Stated problem> List every line of the records that contains the string "front". Case counts.

Location annotation dataset excerpts>
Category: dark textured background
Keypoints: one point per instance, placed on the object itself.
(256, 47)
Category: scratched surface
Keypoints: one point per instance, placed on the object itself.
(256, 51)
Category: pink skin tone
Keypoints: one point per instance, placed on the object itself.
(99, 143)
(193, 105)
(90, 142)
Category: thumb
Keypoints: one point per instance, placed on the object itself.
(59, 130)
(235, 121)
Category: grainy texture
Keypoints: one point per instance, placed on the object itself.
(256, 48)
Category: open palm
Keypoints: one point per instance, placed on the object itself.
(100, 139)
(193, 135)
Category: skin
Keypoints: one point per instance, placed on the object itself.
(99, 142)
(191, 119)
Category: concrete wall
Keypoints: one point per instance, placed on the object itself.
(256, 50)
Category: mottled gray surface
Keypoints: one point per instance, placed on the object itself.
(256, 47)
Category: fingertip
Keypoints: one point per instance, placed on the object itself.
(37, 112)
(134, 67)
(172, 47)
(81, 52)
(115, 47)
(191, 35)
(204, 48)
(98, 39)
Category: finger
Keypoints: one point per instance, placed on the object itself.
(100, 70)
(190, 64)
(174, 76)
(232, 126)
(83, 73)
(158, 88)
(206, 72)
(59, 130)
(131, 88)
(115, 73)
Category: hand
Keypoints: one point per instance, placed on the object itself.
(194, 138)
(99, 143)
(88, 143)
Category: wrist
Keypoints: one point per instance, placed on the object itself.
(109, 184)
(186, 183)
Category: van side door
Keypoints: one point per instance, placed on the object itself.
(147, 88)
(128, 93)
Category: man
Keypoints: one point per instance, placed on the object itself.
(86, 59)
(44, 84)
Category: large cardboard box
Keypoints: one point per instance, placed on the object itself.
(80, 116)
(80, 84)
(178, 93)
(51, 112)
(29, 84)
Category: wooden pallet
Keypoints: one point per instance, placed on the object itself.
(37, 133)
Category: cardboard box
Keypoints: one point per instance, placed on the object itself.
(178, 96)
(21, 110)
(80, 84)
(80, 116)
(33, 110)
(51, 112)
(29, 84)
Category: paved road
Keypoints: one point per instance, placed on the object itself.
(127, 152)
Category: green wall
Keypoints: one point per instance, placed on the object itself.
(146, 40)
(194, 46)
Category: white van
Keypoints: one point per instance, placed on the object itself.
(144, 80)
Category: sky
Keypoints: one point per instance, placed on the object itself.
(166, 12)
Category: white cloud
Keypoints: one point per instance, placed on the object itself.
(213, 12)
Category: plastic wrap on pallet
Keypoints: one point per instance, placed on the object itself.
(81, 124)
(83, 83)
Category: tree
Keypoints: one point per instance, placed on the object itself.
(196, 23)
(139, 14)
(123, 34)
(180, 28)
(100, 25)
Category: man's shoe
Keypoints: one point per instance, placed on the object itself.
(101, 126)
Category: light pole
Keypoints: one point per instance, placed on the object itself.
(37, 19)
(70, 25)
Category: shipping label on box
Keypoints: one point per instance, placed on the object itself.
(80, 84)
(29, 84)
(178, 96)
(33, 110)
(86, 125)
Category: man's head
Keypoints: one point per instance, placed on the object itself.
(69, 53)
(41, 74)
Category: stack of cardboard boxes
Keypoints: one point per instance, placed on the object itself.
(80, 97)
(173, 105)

---

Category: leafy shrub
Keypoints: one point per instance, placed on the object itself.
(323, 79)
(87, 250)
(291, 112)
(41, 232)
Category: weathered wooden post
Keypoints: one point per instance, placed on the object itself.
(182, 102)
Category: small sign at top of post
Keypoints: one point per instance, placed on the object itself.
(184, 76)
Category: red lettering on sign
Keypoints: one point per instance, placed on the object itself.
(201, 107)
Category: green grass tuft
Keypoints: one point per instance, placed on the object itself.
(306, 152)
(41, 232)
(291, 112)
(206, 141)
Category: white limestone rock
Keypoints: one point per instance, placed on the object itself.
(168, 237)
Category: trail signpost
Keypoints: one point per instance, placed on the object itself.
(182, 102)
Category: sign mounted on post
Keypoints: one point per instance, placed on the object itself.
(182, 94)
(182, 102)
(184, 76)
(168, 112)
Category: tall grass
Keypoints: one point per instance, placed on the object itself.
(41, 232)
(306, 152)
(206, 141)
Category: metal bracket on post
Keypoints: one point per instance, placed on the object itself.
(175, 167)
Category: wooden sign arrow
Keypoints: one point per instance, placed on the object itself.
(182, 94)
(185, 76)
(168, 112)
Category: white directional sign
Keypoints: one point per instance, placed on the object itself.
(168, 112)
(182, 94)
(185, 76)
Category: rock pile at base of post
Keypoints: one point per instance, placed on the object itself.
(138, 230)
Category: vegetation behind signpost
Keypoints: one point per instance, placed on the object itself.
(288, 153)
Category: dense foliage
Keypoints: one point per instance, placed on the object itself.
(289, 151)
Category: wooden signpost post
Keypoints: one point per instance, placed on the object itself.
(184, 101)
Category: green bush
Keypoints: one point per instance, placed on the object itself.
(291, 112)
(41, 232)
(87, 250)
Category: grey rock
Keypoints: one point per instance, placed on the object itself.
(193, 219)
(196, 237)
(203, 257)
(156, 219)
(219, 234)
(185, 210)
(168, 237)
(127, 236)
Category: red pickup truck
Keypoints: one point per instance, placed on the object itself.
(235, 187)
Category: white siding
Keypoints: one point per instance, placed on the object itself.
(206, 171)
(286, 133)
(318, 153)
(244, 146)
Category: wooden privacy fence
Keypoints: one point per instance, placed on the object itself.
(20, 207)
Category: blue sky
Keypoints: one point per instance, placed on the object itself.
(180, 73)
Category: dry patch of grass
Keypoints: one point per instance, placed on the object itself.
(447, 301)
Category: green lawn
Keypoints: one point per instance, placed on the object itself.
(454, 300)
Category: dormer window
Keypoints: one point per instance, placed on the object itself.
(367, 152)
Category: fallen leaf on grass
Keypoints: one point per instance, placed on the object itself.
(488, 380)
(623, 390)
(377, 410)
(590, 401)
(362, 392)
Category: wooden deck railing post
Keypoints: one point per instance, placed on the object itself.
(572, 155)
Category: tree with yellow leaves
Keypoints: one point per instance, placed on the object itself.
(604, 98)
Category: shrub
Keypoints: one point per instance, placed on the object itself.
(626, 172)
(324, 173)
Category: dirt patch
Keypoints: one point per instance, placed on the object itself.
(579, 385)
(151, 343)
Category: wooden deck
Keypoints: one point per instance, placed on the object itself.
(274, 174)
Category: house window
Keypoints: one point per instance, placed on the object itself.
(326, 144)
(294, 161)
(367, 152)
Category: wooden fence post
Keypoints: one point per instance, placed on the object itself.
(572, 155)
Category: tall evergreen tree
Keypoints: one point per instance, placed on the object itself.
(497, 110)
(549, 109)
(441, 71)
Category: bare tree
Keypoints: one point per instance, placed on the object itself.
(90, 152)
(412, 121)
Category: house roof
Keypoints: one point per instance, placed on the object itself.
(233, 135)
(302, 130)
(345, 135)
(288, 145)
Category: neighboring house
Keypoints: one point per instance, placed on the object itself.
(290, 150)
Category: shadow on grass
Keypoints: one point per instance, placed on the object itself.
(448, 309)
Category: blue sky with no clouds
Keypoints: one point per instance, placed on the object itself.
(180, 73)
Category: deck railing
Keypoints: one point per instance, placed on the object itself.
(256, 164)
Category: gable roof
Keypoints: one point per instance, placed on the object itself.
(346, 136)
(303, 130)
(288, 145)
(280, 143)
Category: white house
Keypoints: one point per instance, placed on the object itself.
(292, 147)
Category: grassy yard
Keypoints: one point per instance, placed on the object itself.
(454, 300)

* * *

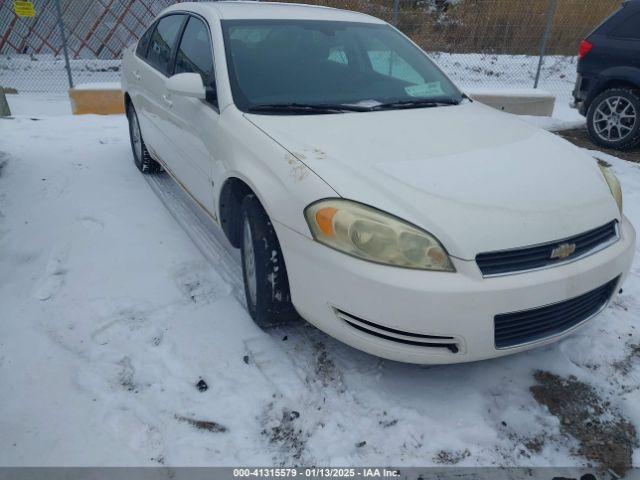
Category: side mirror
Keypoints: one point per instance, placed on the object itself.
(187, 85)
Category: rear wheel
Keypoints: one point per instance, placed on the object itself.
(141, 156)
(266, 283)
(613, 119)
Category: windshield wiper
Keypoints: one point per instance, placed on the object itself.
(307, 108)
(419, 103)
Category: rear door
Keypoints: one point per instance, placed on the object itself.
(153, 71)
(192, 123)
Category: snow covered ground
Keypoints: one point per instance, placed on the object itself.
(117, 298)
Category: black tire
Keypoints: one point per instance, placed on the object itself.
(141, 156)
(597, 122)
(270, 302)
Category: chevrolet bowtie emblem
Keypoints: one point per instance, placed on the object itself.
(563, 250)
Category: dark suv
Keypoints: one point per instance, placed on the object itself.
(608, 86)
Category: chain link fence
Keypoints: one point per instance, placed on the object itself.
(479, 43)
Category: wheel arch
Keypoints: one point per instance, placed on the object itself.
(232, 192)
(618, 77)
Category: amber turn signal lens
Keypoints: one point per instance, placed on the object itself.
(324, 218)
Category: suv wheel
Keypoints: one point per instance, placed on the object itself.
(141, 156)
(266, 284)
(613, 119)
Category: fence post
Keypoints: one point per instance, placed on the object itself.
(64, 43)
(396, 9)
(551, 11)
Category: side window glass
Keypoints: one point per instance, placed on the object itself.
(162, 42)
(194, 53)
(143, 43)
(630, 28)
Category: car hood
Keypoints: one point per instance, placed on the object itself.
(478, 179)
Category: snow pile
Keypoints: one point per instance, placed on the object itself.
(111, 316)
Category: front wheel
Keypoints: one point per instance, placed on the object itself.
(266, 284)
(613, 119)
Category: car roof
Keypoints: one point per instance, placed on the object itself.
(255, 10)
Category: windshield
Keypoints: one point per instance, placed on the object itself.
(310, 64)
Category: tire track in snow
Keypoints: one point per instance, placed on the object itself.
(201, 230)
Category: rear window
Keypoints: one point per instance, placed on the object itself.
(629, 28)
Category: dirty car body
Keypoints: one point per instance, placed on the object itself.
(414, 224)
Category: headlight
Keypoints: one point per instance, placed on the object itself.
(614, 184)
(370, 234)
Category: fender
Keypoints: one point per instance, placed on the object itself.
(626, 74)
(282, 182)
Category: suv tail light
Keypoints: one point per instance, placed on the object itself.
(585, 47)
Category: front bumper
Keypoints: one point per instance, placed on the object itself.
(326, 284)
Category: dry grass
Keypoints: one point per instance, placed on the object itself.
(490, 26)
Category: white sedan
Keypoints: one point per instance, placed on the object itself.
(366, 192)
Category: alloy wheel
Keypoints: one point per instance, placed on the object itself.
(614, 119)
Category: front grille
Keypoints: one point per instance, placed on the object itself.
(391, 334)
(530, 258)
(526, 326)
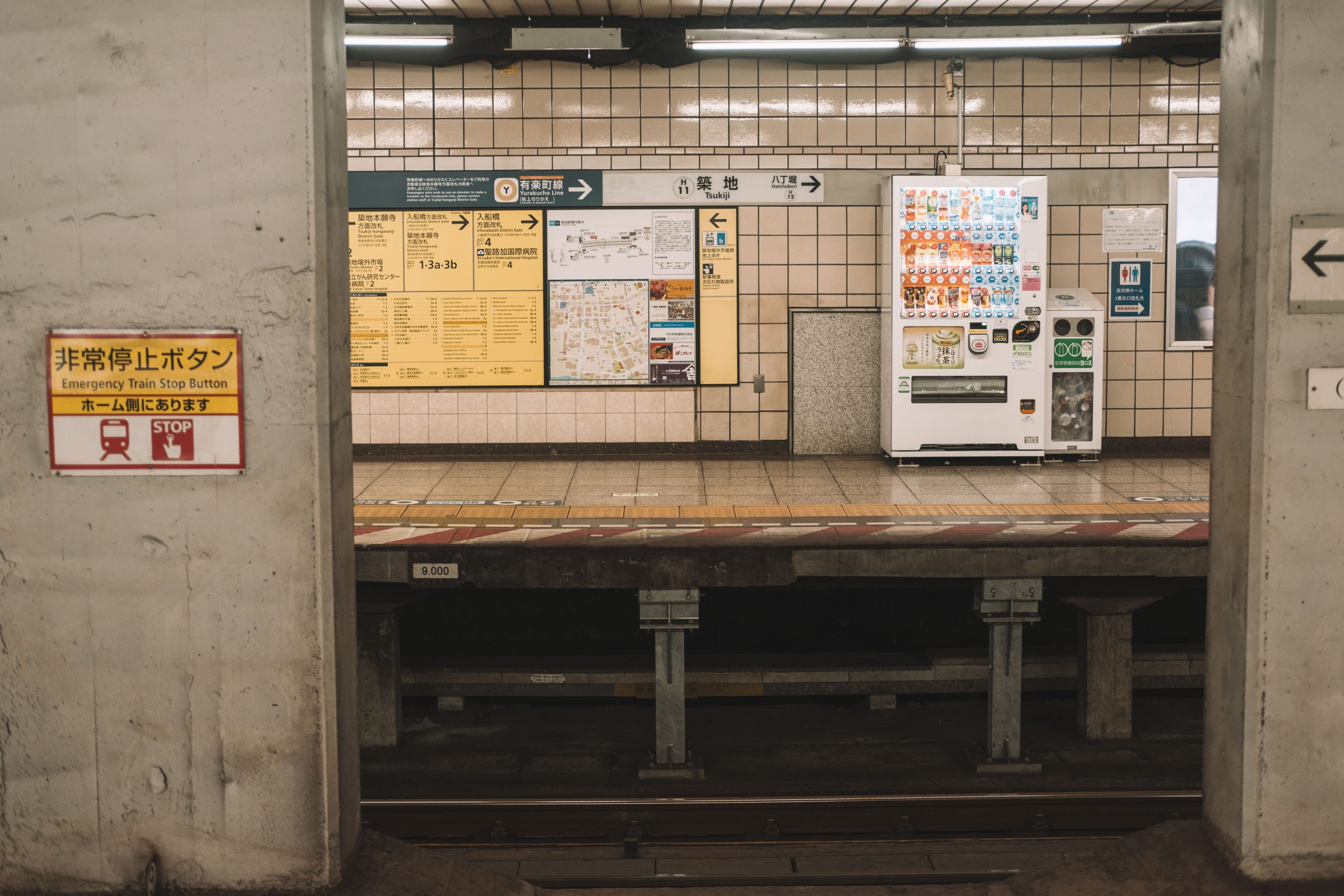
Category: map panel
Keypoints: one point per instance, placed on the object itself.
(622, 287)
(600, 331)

Correct result>
Category: front wheel
Category: front bumper
Category: front grille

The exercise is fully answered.